Material supplied Start Marker
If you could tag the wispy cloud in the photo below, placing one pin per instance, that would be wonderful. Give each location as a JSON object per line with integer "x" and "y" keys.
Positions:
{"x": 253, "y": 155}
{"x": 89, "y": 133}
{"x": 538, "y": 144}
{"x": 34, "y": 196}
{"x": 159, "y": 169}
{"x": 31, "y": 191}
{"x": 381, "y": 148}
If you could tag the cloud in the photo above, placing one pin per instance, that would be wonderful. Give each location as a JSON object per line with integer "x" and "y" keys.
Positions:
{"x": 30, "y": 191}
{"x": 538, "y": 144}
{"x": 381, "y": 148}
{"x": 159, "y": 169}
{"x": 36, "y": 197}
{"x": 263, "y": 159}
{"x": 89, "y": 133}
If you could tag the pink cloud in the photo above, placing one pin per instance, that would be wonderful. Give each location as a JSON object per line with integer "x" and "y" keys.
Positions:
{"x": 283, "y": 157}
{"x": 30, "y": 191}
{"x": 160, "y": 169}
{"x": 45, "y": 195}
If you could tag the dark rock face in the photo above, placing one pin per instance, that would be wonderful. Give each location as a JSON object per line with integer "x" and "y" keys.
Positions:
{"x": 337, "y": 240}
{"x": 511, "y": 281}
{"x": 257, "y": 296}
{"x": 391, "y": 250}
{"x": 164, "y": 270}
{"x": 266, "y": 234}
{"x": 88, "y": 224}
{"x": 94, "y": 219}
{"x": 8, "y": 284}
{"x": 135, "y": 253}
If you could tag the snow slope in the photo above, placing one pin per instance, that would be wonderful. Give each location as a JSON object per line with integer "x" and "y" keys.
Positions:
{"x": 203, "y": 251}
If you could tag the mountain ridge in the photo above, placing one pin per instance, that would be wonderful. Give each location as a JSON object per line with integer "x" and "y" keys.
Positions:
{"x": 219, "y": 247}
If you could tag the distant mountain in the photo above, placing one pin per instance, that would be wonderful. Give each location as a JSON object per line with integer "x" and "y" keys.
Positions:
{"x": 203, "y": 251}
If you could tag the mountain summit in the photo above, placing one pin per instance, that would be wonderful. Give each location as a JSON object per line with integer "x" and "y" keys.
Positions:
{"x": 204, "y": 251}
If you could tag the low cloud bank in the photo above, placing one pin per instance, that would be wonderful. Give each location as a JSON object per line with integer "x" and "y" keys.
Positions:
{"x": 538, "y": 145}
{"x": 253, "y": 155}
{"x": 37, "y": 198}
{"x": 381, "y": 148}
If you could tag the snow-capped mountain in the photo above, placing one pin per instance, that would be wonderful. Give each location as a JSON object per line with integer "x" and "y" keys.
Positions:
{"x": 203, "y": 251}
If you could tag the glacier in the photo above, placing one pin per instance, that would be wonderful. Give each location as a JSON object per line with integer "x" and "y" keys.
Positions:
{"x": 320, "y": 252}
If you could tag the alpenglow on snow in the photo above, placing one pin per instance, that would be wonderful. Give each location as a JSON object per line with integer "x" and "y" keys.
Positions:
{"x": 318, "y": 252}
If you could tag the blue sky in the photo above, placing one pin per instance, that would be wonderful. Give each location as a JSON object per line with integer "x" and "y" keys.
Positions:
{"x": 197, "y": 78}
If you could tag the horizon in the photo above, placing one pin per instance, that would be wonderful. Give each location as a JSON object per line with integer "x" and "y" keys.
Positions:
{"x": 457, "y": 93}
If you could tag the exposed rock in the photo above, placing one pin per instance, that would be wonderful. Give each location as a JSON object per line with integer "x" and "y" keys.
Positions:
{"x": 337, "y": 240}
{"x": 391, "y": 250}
Material supplied End Marker
Task instructions » If a line comes after the one that contains "If you could tag the cloud", leave it out; return every line of the entries up to that point exactly, starting with the first, with that line included.

Written response »
If you could tag the wispy cloud in the photo below, placing one pin per instance, that would be wonderful. Give each location as a JSON object per line with integer "x" and "y" keys.
Positions:
{"x": 253, "y": 155}
{"x": 89, "y": 133}
{"x": 538, "y": 144}
{"x": 34, "y": 196}
{"x": 159, "y": 169}
{"x": 31, "y": 191}
{"x": 381, "y": 148}
If you could tag the cloud in the photo above, placing one pin per instance, that would be wonderful. Give each location as a JSON object per line with integer "x" and "y" keys.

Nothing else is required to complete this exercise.